* [PAGE EXCERPT]:
==*==

In the last week, two people (bless you!) have asked me about this little blog of mine. And because my ego is easily stroked, and because I miss having a place to share my ruminations about motherhood, and because I'm relatively lousy about filling out Hadley's baby book--I'm back. At least I'll have a few blog posts to share with her when she's 12 and curious about her younger self.
Also, for this fleeting hour, the laundry is done, the kitchen is clean, the toddler is asleep, and I don't have a deadline tomorrow. I can't promise such a moment will ever come again, so I must relish it.
And now, with that preamble aside, I'm not entirely sure where to restart.
With Hadley, I suppose. But how to capture her? She's not a baby anymore. She was an infant wrapped in rolls of chubby flesh; now she's tall and almost thin, as her body burns off those pudgy wrinkles to lengthen her arms and legs. She was a snuggler; now she can barely sit still--unless we're reading books. She was so little and helpless and dependent on me; now "I do it myself" is one of her favorite phrases (second only to "I have a treat?").

==*==

* [DATA SHOWN]:

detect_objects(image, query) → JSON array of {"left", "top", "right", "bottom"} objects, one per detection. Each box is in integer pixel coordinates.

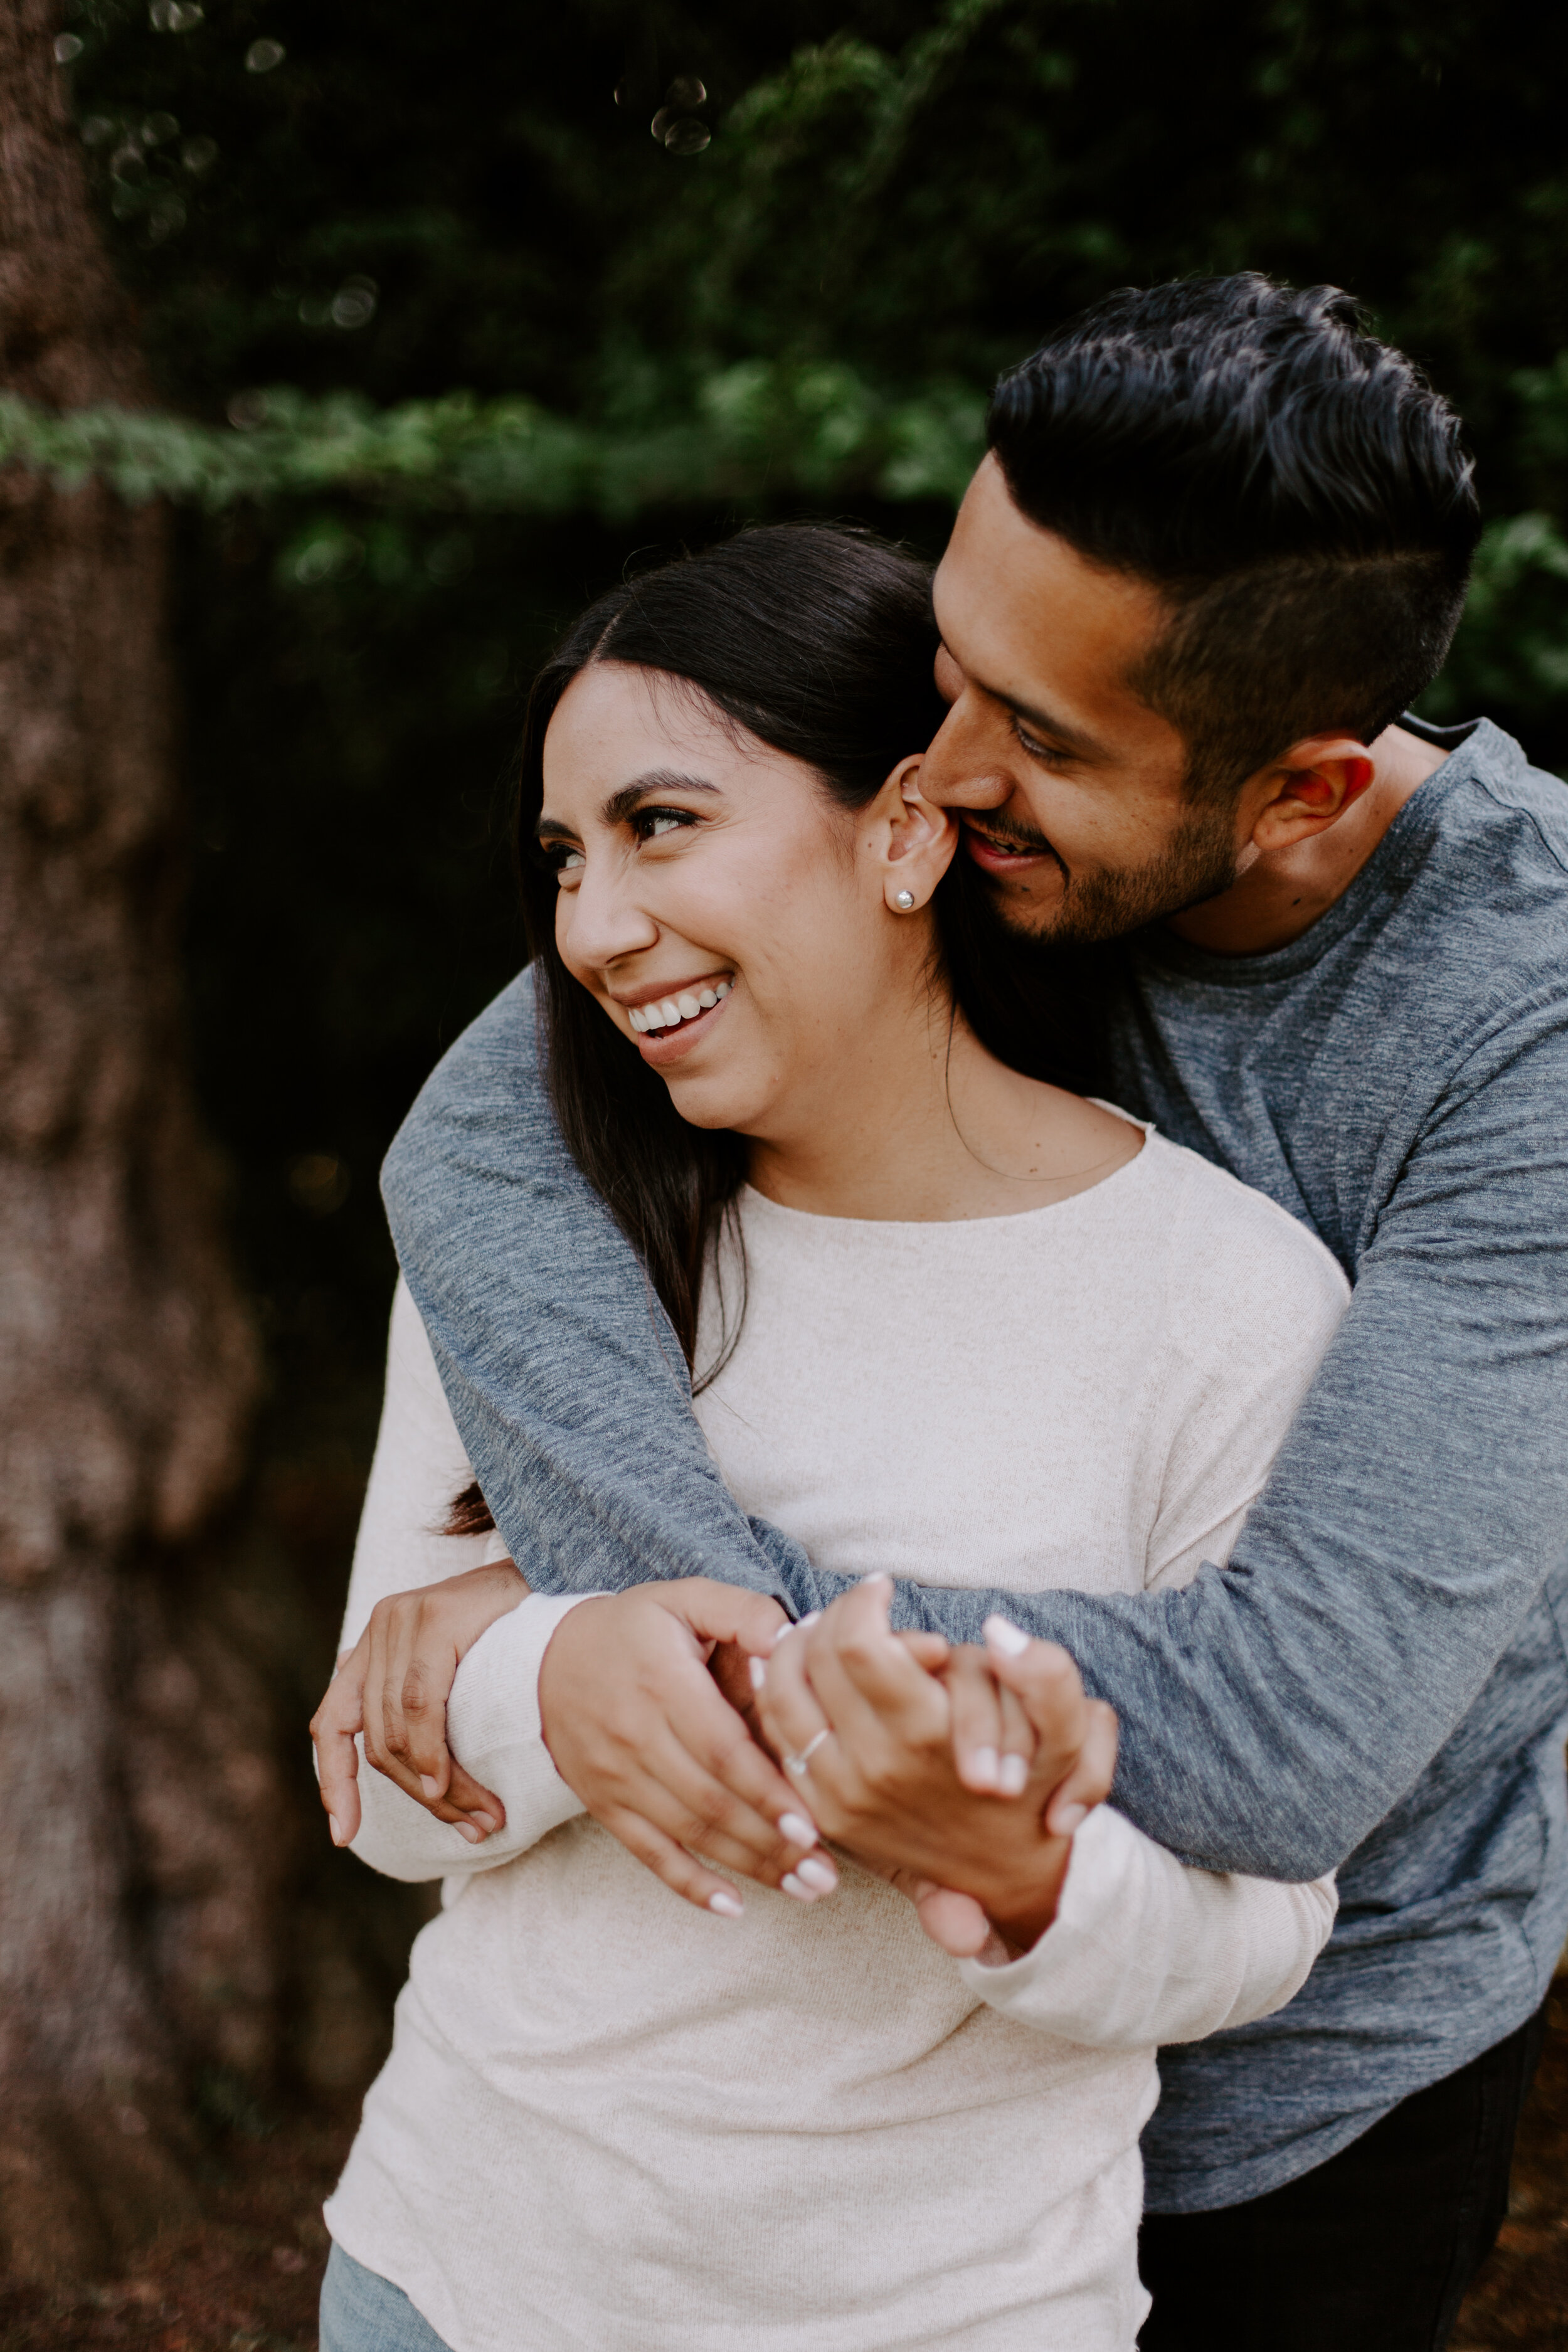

==*==

* [PROBLEMS TO SOLVE]:
• 1. For each statement, say yes or no according to the motherhood blog post, and quote the words that decide it. (a) Three people asked the writer about the blog. (b) The writer has a deadline the next day. (c) Hadley will sit still while books are being read.
• 2. Write what comes next in the motherhood blog post, picking up after its final sentence.

* [OUTPUTS IN ORDER]:
• 1.
(a) No: "In the last week, two people (bless you!) have asked me about this little blog of mine."
(b) No: "I don't have a deadline tomorrow."
(c) Yes: "now she can barely sit still--unless we're reading books."

• 2.
There is so much she knows how to do that I don't remember teaching her. She's a whiz at letters and colors and shapes--and I suppose we taught her those things, though I don't remember deciding to--but the stuff that's most amazing to me is less obvious. For example, she pretends. Lately, she has been entertaining the friends from her favorite TV show, "Caillou." Caillou is a four-year-old who has a cat named Gilbert and friends Leo, Clementine, Jason, and Jeffrey.
We spend a lot of time persuading imaginary Clementine or Leo to come out of the kitchen and play in the living room. Sometimes Hadley has to go pick them up: She cups them in her hands (apparently they are quite small) and speaks to them gently: "It's okay. I got you, Leo. I got you. You okay." We must feed them breakfast all the time, and then they have to go to bed. Then one of them needs water or Cheerios or paint. They're a high-maintenance crew.
If I had imaginary friends, they would serve me chocolate-covered strawberries and rub my feet. But that's another story.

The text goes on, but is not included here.